--- Start PAGE TEXT ---

# My own Laptop Thread



## Wynteriii (Jun 24, 2014)

I didn't want to hijack someone else's thread so I'm making this one to get your thoughts. For the last three years, I have been using a laptop and a tablet for my computer and internet needs. I'm trying to prepare for when I need to replace my laptop (maybe my tablet to) since it has now become vital for almost all the different things I do. I have been toying with different "computer ecosystems", one being where I would have a desktop computer for big programs but a chromebook for everything else. What I have landed on is just getting a laptop but maybe pay a little more then I did for this. Here is what I need.

1. It must have Windows. I use Windows Live Writer and I'm one of the few Zune users around.

2. It must run WORDsearch 10 smoothly. Even though the Logos software seems to be the reformed pick, I was given an entire preaching library for WS 10. Logos needs maybe needs more RAM and a faster CPU speed then WS 10.

--- End PAGE TEXT ---
--- Start STORED ROWS ---

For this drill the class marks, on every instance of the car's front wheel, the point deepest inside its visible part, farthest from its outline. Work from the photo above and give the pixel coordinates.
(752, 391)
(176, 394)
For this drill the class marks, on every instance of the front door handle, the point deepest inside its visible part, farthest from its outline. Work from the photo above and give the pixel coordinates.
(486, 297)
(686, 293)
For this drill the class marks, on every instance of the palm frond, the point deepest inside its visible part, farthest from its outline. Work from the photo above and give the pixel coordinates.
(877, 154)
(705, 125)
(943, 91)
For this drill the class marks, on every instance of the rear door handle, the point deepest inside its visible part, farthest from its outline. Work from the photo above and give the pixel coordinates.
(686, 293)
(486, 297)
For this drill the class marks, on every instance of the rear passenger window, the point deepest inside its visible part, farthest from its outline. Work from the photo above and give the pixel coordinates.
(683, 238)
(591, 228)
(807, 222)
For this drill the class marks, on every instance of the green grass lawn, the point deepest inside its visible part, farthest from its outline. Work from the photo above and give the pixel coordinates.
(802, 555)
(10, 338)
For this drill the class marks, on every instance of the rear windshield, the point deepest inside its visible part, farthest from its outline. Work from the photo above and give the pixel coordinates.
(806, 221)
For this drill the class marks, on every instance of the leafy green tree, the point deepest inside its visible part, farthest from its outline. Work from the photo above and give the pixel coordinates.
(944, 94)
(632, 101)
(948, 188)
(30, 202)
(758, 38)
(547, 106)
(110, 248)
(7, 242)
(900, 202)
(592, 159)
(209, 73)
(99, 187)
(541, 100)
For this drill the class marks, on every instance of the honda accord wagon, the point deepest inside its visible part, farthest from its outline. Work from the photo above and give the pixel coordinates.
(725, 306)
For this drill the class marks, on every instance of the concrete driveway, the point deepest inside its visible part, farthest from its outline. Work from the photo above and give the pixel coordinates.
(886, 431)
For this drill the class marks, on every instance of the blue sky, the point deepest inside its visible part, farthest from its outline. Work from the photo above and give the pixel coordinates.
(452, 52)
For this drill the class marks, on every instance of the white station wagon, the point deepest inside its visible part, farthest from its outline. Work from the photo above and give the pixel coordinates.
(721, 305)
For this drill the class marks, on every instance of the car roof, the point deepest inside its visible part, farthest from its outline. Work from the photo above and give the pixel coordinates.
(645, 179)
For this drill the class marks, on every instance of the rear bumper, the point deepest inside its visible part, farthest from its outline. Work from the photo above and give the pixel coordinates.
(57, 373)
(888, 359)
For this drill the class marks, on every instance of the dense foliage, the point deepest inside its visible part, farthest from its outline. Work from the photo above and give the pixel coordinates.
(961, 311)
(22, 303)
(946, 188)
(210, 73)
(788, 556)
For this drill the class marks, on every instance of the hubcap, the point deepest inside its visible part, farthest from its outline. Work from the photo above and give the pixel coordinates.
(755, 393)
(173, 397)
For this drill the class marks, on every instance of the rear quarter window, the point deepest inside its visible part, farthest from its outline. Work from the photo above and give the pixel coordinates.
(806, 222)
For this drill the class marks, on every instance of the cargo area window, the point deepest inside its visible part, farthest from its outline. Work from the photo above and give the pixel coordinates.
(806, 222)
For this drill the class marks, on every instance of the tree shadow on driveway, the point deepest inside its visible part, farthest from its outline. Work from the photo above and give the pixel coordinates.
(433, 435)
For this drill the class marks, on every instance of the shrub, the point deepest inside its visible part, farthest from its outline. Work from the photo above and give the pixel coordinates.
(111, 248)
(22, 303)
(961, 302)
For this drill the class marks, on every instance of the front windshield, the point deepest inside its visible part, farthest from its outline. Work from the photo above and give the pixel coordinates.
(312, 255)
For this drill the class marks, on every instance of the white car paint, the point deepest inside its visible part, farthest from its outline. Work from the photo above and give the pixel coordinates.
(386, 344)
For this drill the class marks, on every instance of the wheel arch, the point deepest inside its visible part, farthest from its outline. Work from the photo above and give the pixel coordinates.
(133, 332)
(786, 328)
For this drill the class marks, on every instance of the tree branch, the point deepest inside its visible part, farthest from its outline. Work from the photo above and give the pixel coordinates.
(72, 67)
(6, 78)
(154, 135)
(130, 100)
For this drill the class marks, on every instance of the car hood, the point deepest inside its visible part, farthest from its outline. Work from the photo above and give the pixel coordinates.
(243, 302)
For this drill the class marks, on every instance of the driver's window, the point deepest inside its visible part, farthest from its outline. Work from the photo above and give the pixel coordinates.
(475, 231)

--- End STORED ROWS ---
--- Start STORED ROWS ---

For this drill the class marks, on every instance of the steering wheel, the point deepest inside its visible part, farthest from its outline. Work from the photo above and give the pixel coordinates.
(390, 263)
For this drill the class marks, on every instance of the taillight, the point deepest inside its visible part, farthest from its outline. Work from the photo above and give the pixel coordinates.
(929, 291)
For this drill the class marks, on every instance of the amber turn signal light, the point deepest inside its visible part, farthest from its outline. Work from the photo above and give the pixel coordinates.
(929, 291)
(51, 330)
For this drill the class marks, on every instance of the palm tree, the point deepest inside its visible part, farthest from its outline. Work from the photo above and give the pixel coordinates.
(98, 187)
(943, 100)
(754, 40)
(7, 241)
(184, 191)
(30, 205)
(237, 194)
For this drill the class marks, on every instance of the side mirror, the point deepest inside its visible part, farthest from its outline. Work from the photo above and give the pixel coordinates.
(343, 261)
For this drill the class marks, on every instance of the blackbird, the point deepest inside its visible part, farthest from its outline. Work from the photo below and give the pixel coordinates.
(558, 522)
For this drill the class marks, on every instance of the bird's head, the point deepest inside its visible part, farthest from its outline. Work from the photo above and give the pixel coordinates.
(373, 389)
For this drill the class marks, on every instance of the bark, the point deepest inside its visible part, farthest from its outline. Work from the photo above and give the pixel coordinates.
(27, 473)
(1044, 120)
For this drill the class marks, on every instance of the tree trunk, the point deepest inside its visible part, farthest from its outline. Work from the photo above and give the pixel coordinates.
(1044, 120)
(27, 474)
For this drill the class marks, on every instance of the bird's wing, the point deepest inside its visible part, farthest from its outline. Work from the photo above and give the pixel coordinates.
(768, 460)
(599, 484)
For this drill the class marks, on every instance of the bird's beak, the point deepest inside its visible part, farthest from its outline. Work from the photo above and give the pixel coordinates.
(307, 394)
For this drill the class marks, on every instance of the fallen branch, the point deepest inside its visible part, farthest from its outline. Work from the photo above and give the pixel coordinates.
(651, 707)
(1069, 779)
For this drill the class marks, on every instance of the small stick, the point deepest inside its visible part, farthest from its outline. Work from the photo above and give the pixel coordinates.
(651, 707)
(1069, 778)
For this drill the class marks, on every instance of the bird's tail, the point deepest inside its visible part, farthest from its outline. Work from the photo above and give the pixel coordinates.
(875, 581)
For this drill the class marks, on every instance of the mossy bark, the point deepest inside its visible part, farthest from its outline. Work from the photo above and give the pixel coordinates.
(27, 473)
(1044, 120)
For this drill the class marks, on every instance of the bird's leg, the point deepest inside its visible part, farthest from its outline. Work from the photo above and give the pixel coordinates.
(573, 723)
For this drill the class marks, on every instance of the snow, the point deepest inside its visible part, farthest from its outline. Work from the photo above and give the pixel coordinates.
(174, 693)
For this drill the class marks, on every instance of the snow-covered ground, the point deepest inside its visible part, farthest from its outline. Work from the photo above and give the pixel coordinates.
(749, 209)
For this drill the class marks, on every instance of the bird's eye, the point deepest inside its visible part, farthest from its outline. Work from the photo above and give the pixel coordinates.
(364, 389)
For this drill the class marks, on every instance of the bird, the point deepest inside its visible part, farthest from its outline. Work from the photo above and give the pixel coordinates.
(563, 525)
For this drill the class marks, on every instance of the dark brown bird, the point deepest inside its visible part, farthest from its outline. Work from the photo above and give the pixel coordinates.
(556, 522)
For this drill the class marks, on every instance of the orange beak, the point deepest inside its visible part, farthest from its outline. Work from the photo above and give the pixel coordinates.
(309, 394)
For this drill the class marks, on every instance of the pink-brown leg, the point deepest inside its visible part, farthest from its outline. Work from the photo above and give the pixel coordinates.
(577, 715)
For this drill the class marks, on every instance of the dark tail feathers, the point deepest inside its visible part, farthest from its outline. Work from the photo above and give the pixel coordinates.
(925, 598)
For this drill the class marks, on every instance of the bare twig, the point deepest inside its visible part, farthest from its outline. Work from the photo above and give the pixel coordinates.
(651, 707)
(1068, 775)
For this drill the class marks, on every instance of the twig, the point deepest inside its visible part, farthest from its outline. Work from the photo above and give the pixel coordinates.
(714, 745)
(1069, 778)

--- End STORED ROWS ---
--- Start STORED ROWS ---

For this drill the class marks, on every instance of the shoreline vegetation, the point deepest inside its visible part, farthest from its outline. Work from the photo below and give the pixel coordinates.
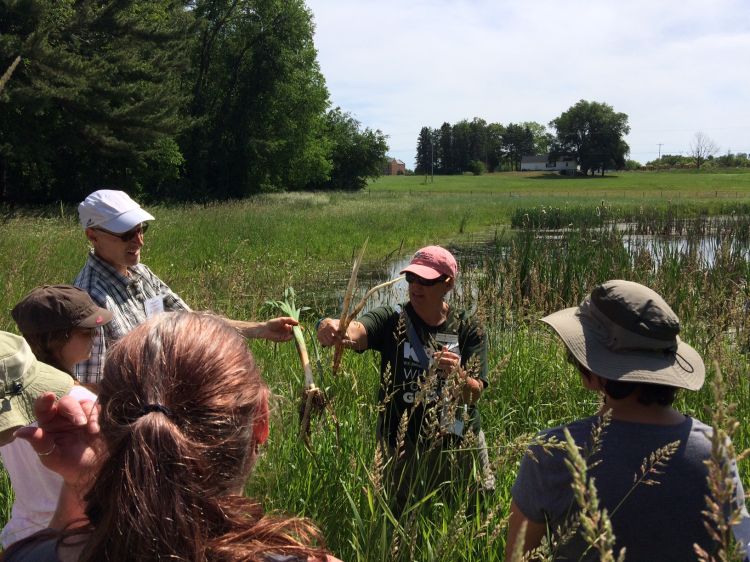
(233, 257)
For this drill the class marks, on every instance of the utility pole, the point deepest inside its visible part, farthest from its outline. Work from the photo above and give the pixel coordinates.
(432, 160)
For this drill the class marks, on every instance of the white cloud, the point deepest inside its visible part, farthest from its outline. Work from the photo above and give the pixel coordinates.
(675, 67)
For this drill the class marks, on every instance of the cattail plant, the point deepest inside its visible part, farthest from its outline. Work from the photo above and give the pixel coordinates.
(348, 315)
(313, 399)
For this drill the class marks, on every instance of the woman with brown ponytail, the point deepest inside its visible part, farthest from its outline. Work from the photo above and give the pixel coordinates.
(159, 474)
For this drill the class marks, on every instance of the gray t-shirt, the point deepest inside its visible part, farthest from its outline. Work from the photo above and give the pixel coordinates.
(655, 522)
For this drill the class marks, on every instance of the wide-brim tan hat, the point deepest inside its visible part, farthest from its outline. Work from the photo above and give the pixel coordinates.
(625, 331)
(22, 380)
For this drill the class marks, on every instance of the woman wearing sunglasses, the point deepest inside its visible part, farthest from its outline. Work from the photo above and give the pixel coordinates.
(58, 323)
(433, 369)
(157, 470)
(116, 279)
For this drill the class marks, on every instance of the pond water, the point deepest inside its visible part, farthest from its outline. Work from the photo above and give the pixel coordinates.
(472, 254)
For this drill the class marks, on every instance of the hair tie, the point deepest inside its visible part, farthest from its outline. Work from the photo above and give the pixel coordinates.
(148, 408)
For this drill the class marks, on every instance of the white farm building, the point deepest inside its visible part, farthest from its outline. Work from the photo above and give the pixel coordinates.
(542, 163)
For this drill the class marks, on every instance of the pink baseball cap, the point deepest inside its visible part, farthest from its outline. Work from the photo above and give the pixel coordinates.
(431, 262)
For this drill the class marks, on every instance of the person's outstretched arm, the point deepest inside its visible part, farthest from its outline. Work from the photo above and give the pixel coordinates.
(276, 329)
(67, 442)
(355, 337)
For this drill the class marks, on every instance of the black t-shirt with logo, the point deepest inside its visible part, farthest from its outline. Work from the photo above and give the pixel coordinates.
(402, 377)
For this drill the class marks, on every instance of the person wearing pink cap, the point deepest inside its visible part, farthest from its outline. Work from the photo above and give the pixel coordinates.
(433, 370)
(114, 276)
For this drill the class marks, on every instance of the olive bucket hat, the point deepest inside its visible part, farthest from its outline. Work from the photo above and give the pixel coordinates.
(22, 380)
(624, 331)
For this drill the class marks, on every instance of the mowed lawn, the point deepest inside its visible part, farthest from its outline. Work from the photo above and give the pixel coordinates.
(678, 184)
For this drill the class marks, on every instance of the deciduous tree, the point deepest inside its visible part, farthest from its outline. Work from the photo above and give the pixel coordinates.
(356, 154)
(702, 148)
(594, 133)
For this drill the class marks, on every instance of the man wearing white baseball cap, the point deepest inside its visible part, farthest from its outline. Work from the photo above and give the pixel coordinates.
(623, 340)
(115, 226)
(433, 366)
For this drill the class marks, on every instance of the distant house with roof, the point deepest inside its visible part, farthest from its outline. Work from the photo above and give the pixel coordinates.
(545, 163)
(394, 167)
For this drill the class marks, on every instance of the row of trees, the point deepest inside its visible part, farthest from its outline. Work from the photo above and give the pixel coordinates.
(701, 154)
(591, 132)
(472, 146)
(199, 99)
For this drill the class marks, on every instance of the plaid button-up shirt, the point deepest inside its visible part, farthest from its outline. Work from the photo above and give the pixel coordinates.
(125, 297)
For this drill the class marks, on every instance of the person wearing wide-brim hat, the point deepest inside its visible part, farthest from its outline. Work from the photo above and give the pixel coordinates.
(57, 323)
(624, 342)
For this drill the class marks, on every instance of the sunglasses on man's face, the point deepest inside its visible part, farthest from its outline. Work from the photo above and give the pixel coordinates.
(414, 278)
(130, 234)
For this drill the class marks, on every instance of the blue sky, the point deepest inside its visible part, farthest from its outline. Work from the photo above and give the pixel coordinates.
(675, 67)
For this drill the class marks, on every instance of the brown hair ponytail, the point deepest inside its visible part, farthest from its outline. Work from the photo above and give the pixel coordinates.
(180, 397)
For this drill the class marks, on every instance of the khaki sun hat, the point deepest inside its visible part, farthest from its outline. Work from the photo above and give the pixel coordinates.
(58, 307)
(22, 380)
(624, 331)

--- End STORED ROWS ---

## [TASKS FOR THIS EXERCISE]
a) Summarize the laptop thread in two sentences.
b) Carry on writing the laptop thread from the point where it ends.
The data are not needed for this work.

## [PER-TASK ANSWERS]
a) After three years of using a laptop and a tablet, the writer has considered setups such as a desktop paired with a Chromebook but has decided to buy a new laptop, possibly paying a little more than last time. The machine must run Windows, for Windows Live Writer and a Zune, and must run WORDsearch 10 smoothly, because the writer was given an entire preaching library for that software.

b)
3. I work with audio as a hobby. I do little bit of music editing but I mostly work on podcast now. My laptop can handle these asks pretty well now so it isn't a big issue. 

4. This isn't important, but I also use the laptop for school as well as to write articles for a couple of sites. Perhaps this means I'm looking for a slim/thin laptop?


----------



## Ask Mr. Religion (Jun 24, 2014)

You may find this one very nice:

Lenovo Yoga 2 Pro Multimode Ultrabook | Multimode Laptops & Ultrabooks | Lenovo (US)

I have been using it (the Clementine Orange model) for a month now and cannot think of a better machine. And after working with the Yoga 2 Pro's fantastic screen every other computer screen seems like it is rendering text in something carved in stone. 

I run Logos Platinum, Wordsearch 10 and much more on it without a problem. The high resolution is something Microsoft and some software developers have not caught up with as yet, so there will be some fiddling required to render some software readable. That said, Logos and Wordsearch do just fine with the default Windows resolution settings.

Drop over at your local Best Buy and play with the Yoga 2 Pro. You have to see it to believe it.


----------



## Wynteriii (Jun 25, 2014)

any other suggestions?


----------



## VictorBravo (Jun 25, 2014)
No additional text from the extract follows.